----- Materials provided

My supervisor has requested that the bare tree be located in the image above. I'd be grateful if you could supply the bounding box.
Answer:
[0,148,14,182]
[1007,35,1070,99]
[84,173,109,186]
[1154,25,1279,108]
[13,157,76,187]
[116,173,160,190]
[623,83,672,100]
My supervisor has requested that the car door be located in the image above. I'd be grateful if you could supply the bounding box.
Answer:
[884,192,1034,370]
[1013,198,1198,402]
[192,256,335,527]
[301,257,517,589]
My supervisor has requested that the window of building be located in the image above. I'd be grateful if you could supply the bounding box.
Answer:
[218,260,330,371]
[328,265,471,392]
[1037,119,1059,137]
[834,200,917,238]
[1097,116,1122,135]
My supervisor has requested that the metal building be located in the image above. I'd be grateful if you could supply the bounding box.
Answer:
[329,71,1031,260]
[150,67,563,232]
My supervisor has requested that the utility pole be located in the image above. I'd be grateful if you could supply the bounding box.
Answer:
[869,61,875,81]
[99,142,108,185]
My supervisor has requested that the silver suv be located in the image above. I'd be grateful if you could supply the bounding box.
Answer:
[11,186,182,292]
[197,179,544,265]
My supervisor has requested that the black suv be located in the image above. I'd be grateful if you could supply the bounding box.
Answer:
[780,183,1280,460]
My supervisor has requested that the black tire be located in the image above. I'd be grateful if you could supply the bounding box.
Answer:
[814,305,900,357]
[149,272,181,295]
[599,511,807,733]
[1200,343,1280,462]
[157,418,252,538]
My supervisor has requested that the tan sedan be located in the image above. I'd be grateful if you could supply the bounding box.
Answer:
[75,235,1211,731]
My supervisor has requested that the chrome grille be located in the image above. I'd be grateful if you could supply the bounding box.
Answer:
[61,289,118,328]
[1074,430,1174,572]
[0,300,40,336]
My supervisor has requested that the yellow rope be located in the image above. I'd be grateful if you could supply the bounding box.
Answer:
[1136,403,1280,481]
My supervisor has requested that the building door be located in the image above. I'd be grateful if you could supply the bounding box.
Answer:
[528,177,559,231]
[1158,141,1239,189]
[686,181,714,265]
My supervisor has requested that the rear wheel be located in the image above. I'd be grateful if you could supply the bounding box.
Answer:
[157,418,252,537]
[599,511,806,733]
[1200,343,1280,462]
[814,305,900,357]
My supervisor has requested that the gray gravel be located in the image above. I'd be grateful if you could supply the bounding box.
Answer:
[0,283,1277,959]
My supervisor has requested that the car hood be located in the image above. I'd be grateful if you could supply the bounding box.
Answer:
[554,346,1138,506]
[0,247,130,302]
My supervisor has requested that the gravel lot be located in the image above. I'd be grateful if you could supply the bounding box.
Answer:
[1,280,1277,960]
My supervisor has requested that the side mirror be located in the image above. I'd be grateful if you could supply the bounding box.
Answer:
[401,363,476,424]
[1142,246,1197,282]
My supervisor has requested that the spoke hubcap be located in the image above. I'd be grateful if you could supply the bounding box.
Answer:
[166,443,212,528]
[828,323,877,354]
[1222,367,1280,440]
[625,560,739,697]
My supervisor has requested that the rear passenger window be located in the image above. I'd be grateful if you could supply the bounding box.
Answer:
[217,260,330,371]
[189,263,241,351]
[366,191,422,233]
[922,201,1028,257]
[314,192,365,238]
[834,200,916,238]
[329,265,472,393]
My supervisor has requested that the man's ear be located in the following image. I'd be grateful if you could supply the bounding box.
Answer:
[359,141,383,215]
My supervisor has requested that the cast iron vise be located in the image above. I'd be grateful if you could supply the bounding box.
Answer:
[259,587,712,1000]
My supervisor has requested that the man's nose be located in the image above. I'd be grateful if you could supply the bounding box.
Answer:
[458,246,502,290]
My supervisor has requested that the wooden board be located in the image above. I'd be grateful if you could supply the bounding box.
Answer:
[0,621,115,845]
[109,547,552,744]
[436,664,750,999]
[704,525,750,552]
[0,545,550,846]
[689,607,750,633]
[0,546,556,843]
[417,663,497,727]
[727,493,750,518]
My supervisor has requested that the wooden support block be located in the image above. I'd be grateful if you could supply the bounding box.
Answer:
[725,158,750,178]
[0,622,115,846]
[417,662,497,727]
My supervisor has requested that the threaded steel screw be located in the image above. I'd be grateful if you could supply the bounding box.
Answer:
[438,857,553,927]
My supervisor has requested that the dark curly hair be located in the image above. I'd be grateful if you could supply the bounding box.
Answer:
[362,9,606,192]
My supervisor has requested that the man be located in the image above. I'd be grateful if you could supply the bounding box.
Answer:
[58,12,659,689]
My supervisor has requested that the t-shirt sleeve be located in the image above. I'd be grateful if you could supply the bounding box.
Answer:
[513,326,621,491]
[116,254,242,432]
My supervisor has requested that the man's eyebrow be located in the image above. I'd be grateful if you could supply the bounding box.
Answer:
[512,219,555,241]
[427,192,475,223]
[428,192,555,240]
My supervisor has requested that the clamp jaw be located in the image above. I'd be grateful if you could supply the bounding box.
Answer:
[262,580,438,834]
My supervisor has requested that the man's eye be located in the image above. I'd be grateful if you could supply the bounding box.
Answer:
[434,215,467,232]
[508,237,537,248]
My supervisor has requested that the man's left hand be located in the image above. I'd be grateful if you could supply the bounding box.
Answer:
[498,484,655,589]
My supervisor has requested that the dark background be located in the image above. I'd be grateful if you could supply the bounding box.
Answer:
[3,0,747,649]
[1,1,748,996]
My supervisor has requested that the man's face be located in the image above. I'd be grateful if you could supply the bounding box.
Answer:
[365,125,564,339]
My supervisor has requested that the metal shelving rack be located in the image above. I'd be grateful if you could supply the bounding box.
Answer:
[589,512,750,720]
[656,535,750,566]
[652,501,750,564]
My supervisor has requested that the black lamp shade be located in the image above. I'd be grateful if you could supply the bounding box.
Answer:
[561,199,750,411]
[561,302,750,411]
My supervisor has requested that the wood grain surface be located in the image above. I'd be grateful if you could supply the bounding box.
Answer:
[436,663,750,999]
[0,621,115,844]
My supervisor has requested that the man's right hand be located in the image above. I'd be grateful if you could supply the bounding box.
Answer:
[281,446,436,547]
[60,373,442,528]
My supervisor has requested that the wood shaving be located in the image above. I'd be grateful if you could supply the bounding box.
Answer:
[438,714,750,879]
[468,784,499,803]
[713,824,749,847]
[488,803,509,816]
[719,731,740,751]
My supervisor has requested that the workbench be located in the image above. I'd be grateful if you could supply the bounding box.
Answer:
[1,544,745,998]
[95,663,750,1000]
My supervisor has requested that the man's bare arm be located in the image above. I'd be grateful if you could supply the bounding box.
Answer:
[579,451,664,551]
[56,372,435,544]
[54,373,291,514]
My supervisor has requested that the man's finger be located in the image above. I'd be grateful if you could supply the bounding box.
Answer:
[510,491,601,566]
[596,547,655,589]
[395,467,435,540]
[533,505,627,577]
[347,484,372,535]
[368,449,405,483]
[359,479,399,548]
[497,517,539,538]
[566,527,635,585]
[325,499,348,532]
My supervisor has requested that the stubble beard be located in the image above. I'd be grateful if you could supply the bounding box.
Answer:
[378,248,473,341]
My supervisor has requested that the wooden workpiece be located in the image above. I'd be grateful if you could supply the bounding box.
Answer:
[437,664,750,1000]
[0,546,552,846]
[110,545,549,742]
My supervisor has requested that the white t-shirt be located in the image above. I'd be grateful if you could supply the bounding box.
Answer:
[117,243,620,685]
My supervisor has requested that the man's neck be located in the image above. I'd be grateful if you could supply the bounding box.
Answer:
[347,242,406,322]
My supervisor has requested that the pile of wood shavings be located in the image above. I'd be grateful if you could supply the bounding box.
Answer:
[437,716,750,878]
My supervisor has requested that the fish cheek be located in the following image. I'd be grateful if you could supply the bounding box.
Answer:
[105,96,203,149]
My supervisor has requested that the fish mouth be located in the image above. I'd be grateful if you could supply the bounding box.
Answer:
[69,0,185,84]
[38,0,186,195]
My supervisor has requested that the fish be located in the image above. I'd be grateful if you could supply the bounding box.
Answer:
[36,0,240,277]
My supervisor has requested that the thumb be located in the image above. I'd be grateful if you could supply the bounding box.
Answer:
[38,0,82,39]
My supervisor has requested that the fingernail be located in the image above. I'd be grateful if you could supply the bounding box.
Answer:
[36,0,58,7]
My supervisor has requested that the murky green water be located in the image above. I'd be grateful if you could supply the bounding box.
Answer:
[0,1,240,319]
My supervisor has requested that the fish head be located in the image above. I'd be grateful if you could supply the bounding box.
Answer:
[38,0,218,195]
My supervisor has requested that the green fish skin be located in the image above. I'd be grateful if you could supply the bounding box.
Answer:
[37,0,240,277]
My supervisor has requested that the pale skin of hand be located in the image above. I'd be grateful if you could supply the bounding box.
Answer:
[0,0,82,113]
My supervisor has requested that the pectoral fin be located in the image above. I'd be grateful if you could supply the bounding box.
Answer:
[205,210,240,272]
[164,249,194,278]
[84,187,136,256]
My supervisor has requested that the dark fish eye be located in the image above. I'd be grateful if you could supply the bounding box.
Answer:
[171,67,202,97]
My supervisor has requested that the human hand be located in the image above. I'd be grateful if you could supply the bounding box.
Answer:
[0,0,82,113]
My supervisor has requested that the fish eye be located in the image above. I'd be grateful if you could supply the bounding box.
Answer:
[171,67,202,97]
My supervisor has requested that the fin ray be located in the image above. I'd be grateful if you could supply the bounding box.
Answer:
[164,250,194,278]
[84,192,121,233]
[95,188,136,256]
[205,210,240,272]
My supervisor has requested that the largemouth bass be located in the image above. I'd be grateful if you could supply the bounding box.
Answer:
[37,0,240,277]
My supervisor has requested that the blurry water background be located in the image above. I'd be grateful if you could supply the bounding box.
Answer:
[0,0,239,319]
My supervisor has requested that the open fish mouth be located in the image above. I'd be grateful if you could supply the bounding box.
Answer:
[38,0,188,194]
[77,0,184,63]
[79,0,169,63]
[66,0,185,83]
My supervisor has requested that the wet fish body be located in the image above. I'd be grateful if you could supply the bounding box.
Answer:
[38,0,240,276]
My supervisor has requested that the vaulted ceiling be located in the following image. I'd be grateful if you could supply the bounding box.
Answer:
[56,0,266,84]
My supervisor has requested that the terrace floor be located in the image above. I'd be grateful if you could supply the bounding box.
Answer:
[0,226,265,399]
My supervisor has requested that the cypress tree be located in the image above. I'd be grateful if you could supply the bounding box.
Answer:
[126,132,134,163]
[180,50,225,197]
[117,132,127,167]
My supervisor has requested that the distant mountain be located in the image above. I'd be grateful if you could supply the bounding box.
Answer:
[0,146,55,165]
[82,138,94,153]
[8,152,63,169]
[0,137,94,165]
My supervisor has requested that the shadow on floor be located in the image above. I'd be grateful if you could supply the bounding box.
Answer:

----------

Work instruction: Go through the records and gather the lines that hold "water".

Result below:
My supervisor has requested that the murky green water be located in the image above. I'd be grateful if you could supply the bounding box.
My supervisor has requested that the blurry water background be located in the image above. I'd be grateful if you could supply the bounding box.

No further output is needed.